Extracted data entries
::::::::

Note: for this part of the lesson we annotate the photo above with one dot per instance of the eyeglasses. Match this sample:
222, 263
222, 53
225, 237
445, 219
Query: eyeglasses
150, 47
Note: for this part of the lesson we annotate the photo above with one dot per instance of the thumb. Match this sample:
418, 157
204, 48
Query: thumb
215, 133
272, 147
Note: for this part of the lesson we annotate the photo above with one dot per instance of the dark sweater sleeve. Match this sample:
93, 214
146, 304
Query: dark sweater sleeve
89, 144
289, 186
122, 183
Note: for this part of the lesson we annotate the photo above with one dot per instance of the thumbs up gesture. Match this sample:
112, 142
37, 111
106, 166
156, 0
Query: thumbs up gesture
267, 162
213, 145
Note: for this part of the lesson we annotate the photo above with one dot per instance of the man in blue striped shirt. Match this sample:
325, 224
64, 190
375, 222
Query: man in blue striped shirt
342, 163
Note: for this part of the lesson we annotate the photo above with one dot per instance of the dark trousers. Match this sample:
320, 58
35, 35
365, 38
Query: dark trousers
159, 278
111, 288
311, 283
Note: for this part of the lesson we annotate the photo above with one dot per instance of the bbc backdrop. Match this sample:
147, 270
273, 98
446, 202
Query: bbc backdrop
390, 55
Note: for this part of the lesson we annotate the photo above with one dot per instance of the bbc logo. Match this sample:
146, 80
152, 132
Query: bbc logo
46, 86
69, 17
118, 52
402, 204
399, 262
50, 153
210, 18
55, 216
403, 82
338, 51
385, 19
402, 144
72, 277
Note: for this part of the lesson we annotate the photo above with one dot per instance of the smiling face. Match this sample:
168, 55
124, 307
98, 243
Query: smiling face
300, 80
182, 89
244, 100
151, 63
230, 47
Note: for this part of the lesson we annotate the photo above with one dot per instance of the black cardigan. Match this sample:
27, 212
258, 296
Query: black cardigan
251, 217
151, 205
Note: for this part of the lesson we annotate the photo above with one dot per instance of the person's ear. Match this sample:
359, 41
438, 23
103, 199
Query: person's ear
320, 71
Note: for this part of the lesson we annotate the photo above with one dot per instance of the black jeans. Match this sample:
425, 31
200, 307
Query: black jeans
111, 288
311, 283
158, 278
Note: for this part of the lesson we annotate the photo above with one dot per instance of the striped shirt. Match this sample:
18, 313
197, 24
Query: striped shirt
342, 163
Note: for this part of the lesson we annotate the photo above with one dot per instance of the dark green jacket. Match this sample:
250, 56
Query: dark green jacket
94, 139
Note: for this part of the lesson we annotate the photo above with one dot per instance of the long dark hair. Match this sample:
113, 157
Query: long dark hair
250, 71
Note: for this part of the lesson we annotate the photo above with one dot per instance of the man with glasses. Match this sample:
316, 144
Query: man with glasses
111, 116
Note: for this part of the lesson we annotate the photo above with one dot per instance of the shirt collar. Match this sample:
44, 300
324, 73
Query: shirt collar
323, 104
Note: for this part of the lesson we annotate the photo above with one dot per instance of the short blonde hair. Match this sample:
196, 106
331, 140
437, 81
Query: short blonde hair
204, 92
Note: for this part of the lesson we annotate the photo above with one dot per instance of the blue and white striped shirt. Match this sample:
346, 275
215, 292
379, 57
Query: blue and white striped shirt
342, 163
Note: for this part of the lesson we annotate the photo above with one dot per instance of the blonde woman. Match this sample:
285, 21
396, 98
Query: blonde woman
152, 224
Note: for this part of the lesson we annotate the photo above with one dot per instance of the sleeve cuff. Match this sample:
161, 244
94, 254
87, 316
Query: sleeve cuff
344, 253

::::::::

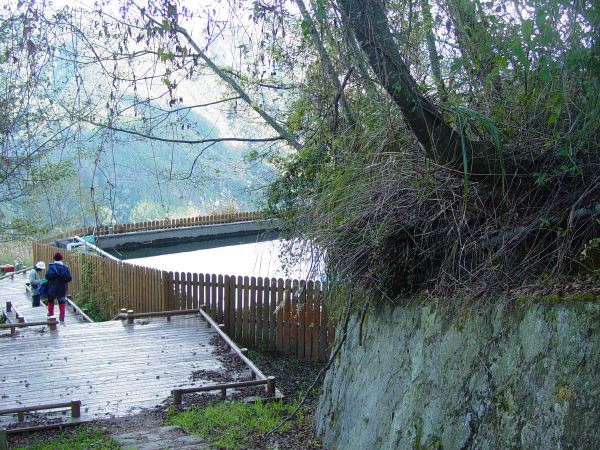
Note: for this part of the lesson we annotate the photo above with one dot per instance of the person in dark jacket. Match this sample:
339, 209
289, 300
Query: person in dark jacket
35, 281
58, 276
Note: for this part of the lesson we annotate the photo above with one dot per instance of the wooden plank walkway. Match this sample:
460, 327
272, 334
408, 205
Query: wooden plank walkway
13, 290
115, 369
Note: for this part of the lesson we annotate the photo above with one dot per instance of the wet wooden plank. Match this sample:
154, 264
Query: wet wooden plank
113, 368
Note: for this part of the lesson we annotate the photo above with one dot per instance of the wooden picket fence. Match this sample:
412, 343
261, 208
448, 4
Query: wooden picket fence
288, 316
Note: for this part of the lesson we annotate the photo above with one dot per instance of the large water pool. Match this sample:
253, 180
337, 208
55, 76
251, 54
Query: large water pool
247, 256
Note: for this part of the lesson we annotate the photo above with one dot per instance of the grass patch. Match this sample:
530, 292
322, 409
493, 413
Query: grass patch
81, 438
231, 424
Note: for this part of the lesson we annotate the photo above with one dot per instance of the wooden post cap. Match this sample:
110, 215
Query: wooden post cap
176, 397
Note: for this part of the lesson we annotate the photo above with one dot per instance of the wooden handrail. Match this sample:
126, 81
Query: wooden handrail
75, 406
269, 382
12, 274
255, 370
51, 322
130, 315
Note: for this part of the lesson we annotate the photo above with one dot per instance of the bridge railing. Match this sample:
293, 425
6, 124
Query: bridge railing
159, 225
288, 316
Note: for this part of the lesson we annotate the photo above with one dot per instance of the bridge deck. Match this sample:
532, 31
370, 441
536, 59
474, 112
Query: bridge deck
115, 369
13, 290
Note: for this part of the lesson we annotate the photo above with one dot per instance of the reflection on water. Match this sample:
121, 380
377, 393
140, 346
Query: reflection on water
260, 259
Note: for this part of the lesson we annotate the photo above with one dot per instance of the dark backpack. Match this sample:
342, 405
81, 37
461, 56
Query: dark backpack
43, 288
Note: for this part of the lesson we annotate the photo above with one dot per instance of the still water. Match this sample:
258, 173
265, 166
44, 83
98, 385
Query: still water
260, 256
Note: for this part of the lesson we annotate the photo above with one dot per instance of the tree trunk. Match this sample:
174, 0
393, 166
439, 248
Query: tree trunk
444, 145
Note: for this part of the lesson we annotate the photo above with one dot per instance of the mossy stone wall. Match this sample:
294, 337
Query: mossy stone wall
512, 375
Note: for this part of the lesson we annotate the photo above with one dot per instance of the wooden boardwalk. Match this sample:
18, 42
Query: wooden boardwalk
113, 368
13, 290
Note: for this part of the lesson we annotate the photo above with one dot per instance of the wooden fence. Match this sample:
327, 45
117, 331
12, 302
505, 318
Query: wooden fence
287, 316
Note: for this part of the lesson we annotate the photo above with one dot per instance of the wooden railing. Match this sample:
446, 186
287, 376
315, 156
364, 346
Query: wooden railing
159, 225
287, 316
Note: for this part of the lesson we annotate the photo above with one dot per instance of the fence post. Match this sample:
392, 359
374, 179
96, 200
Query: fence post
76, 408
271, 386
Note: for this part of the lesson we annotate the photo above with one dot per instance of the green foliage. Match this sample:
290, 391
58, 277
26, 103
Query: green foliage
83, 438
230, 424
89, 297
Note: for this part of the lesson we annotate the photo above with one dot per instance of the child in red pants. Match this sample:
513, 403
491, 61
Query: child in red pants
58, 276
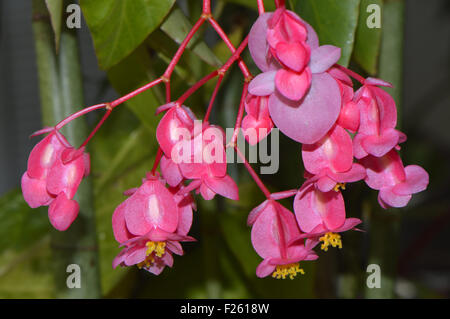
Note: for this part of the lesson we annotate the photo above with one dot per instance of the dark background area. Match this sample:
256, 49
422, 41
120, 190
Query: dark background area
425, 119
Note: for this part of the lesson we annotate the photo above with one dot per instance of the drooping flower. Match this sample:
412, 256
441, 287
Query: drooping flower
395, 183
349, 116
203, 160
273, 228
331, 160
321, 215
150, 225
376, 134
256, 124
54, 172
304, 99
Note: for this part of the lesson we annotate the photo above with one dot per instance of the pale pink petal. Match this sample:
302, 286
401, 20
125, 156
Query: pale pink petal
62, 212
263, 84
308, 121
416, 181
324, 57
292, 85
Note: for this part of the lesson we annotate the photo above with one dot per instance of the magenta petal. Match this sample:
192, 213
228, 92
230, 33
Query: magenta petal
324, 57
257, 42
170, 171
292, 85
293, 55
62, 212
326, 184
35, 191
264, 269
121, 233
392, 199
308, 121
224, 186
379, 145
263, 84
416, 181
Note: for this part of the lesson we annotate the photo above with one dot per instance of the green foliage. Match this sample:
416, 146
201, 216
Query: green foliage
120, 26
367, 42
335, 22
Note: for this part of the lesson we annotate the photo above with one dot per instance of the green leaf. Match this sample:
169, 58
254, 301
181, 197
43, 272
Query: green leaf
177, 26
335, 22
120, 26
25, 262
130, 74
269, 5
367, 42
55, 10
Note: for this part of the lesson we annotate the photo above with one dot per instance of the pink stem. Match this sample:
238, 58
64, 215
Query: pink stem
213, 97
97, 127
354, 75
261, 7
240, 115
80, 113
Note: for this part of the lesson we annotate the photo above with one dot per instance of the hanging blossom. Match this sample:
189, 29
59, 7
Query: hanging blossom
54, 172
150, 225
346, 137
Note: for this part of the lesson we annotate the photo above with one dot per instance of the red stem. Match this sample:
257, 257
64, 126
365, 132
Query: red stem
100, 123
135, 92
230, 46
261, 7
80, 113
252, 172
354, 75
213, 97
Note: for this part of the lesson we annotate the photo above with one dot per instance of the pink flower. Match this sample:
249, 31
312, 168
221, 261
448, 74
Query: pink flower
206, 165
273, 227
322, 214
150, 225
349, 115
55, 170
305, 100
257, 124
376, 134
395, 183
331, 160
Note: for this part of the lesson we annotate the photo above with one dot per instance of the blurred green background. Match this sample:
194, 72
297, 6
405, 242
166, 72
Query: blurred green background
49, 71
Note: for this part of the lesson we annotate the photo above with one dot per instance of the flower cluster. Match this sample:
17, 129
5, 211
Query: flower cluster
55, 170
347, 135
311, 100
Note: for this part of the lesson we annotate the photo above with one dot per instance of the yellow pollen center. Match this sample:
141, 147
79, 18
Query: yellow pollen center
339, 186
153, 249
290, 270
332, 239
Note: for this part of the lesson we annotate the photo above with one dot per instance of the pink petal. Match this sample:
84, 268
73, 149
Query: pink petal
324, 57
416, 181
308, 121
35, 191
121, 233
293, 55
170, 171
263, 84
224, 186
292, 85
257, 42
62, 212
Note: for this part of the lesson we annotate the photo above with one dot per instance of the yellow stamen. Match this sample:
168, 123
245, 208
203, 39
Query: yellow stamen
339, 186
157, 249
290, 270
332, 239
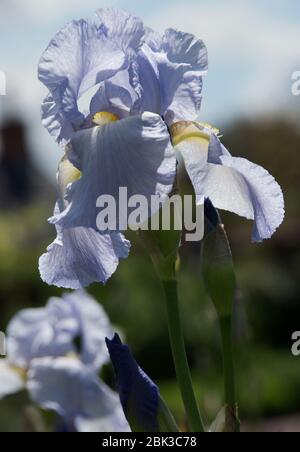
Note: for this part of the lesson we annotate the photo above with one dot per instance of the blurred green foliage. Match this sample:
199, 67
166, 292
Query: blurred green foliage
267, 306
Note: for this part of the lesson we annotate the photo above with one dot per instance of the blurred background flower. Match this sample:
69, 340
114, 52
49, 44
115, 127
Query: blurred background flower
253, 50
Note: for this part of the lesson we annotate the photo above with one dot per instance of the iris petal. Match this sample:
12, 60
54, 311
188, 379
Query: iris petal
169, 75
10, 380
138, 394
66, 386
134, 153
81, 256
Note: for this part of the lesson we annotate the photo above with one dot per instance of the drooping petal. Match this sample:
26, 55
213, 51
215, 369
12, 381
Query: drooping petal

::::::::

• _What to produce_
With the pictures left out, write out exactly the lines above from the one containing "the yellow stamen." through the one containing "Query: drooping petal".

• _Result_
Note: for this part of the lesson we annotate the photo above with one dot per instance of the yellow stamen. Match this sample:
168, 123
245, 208
203, 39
Query: yellow stamen
339, 186
157, 249
290, 270
332, 239
Note: for this part of the lesson we annotate the photo above with one dot per instance of the blurred green foliage. Match this sample:
199, 67
166, 292
Query: blurred green foliage
267, 306
Note: for this part of the lesson we annotate the photo above with one dot per instance of the blurred background flower. Match this sample:
69, 340
114, 52
49, 44
115, 127
Query: blurred background flower
253, 50
Note: for this part of the lesson we annotate the photo above with one dot per instance of the iris petal. Match this sample:
12, 60
54, 311
188, 379
Query: iris petal
169, 75
10, 380
138, 394
66, 386
134, 153
81, 256
Note: for this part of the lesson we annotate the photo above with one dot per instance of the drooping petal. Match this sample:
26, 55
213, 51
215, 369
12, 381
Query: drooping petal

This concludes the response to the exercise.